## ENUNCIADO 1
De acordo com o trecho sobre o streaming D2C, como o Telecine se define hoje?

## TRECHO SELECIONADO
No D2C, programadoras buscam parcerias de produção, distribuição e ofertas combinadas

Com a multiplicação na oferta de serviços de streaming, muitas programadoras passaram a ser aventurar no universo D2C (direct-to-consumer), lançando plataformas com ofertas diretas ao consumidor. Neste contexto, já é possível avaliar o que deu certo, o que não deu e onde estão as oportunidades? "O cenário ainda é de incertezas – elas são naturais e permanecerão por muito tempo. Ainda é tudo muito novo, o mercado está em ebulição. Mas há muitas oportunidades, especialmente para parcerias estratégicas de produção e distribuição. Veremos muita coisa boa acontecendo nesses segmentos. A expectativa é muito positiva", definiu Eldes Mattiuzzo, diretor geral do Telecine, durante o painel que abriu o segundo dia do PayTV Forum 2021 – evento virtual promovido pelas publicações TELETIME e TELA VIVA – nesta terça-feira, 10 de agosto. 

O Telecine foi uma das programadoras pioneiras no mercado nacional de streaming D2C. "O motivo que nos fez entrar nesse meio foi o mesmo de todo mundo: a mudança tecnológica, que praticamente nos empurrou para o streaming e o consumo on demand, além das novas gerações de consumidores, que demandam cada vez mais esse tipo de produto. Como experiência inicial, foi um grande sucesso", conta Mattiuzzo. No entanto, ele reforça que tão importante quanto atender esse novo público do streaming é continuar cuidando bem do assinante de TV linear, que segue representando uma parcela significativa. "Depois de quase três anos, entendemos que esses mundos se complementam. Hoje, não nos definimos como uma marca de canais lineares e serviço de streaming, e sim como um hub de cinema. Oferecemos cinema, independente de onde ele é consumido. Nosso esforço é para unir esses dois universos e fazer com que o assinante nos reconheça dessa maneira", diz o diretor.

## DADOS FORNECIDOS
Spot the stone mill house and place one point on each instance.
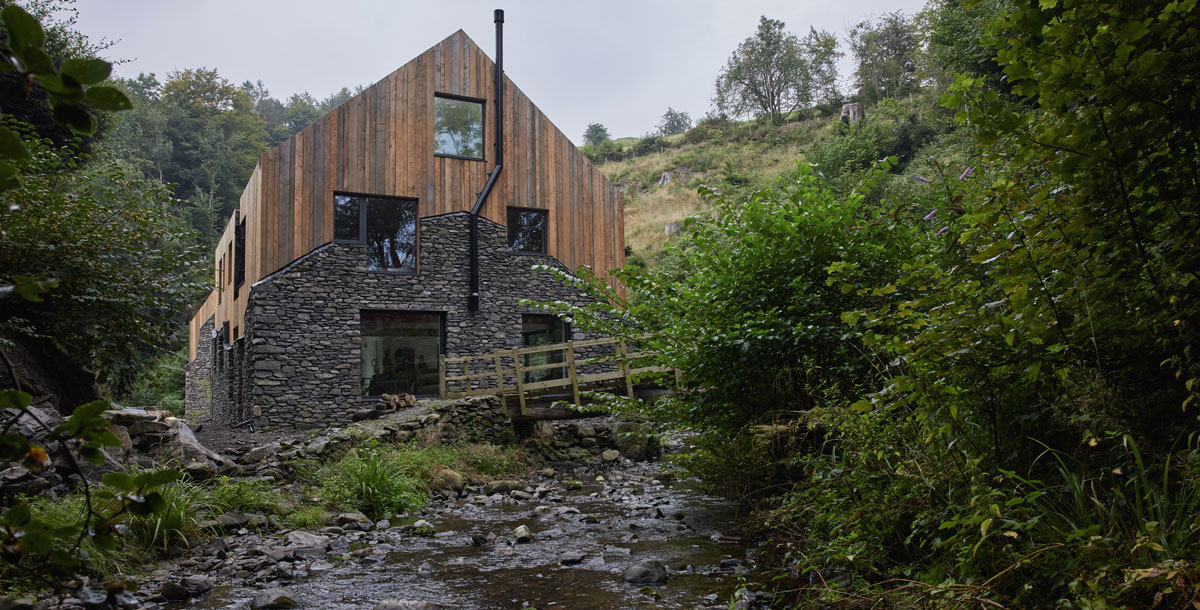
(397, 228)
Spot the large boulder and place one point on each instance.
(634, 441)
(275, 598)
(646, 573)
(181, 447)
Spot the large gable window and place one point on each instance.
(401, 351)
(457, 126)
(387, 226)
(527, 229)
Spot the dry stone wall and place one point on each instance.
(303, 323)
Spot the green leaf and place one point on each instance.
(17, 515)
(31, 287)
(139, 506)
(107, 99)
(106, 437)
(7, 175)
(75, 117)
(11, 145)
(119, 480)
(36, 61)
(87, 71)
(37, 542)
(64, 89)
(93, 454)
(15, 399)
(155, 478)
(24, 31)
(156, 502)
(13, 447)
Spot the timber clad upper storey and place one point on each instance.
(414, 145)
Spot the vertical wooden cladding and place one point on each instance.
(381, 142)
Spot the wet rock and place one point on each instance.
(353, 518)
(634, 440)
(571, 558)
(275, 598)
(261, 453)
(502, 486)
(317, 447)
(303, 538)
(405, 604)
(651, 572)
(186, 588)
(450, 479)
(522, 534)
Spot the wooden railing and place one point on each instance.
(581, 365)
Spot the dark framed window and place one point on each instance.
(401, 351)
(457, 126)
(387, 226)
(528, 229)
(540, 329)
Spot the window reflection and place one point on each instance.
(527, 229)
(457, 127)
(346, 217)
(539, 329)
(391, 235)
(401, 352)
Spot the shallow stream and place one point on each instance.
(474, 562)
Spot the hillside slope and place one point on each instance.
(736, 159)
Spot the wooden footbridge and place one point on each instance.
(531, 380)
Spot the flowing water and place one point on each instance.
(473, 561)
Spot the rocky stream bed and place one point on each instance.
(550, 542)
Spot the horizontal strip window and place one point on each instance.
(401, 351)
(528, 231)
(457, 127)
(387, 226)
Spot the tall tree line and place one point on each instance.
(203, 135)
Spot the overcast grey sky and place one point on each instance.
(621, 63)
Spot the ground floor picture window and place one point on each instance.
(387, 226)
(539, 329)
(400, 352)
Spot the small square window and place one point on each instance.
(527, 229)
(387, 226)
(401, 352)
(457, 127)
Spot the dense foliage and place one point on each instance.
(774, 73)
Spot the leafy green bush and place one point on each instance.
(309, 518)
(225, 495)
(753, 321)
(377, 480)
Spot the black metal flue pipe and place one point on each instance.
(473, 298)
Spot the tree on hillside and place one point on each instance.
(774, 73)
(673, 121)
(820, 48)
(595, 135)
(886, 53)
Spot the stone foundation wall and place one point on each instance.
(303, 323)
(198, 377)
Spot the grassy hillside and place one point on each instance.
(739, 157)
(735, 156)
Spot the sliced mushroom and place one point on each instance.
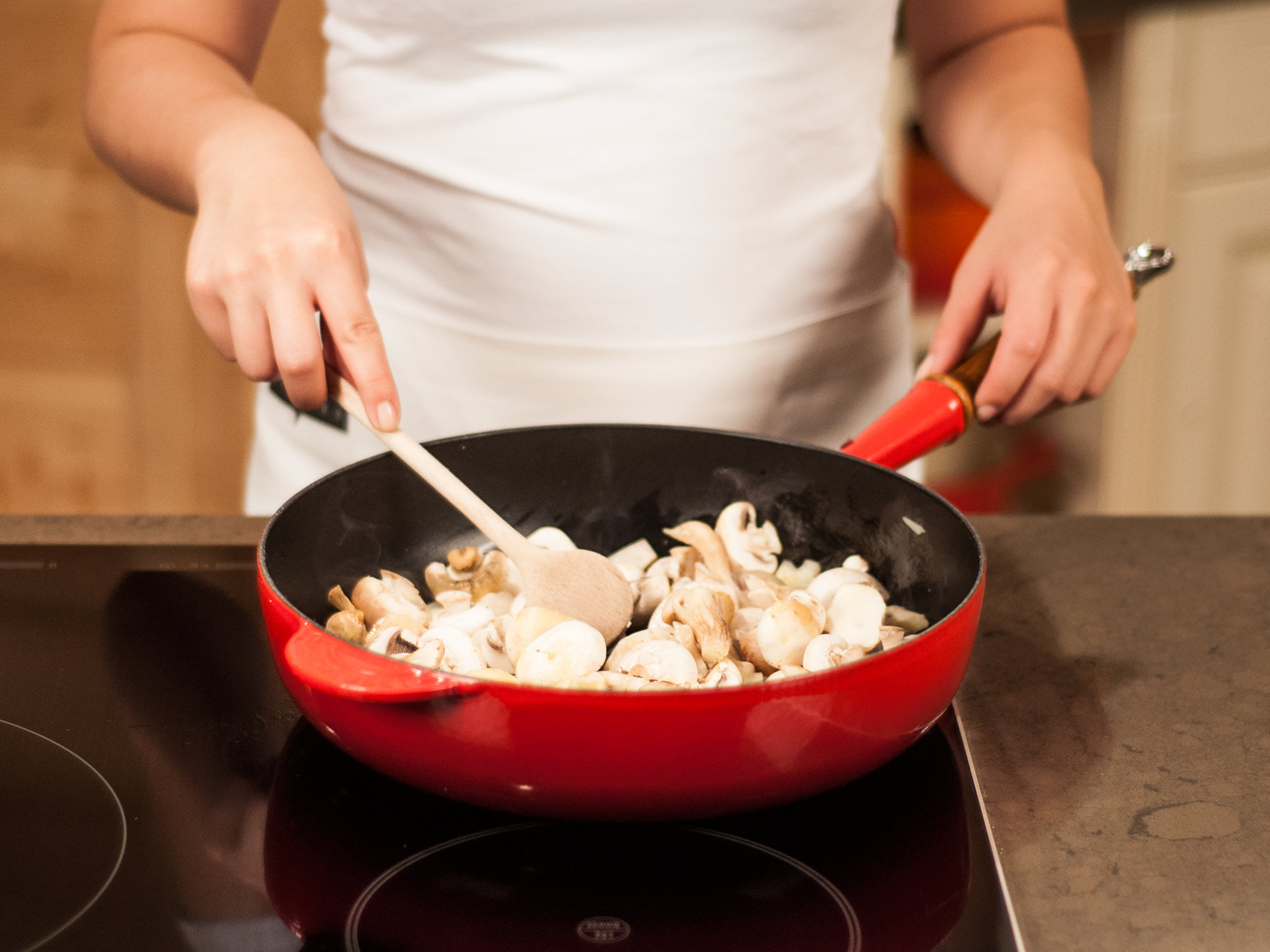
(890, 637)
(454, 602)
(649, 593)
(479, 578)
(667, 566)
(705, 612)
(493, 575)
(563, 651)
(856, 615)
(470, 620)
(339, 601)
(708, 544)
(638, 555)
(430, 654)
(349, 626)
(620, 681)
(461, 653)
(493, 674)
(750, 546)
(391, 640)
(662, 660)
(498, 602)
(761, 589)
(685, 637)
(489, 643)
(813, 604)
(798, 576)
(464, 560)
(855, 562)
(826, 584)
(586, 682)
(784, 632)
(527, 626)
(912, 622)
(745, 620)
(726, 674)
(826, 651)
(390, 593)
(551, 539)
(624, 646)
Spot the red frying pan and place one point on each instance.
(634, 756)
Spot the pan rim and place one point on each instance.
(468, 684)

## ENUNCIADO 2
Reproduza fielmente os registros a partir da linha que contém "Spot the leafy" até o fim dos registros, incluindo as duas extremidades. Deixe as imagens de fora da resposta.

## RESULTADO 1
Como um hub de cinema.

## RESULTADO 2
Spot the leafy green bush and place one point on each instance.
(309, 518)
(225, 495)
(753, 321)
(377, 480)
Spot the black metal flue pipe and place one point on each instance.
(473, 298)
Spot the tree on hillside and place one point on each instance.
(774, 73)
(673, 121)
(820, 48)
(595, 135)
(886, 53)
Spot the stone foundation wall and place one point on each instance.
(303, 323)
(198, 377)
Spot the grassy hillside and place one point on each instance.
(739, 157)
(735, 156)
Spot the sliced mushroom and place one point on each instance.
(890, 637)
(454, 602)
(649, 593)
(479, 578)
(667, 566)
(705, 612)
(493, 575)
(563, 651)
(856, 615)
(470, 620)
(339, 601)
(708, 544)
(638, 555)
(430, 654)
(349, 626)
(620, 681)
(461, 653)
(493, 674)
(750, 546)
(391, 640)
(662, 660)
(498, 602)
(761, 589)
(685, 637)
(489, 643)
(813, 604)
(798, 576)
(464, 560)
(855, 562)
(826, 584)
(586, 682)
(784, 632)
(527, 626)
(912, 622)
(745, 620)
(726, 674)
(826, 651)
(390, 593)
(551, 539)
(624, 646)
Spot the red frying pan and place one point on each instance.
(634, 756)
Spot the pan rim and place one point on each instance.
(468, 684)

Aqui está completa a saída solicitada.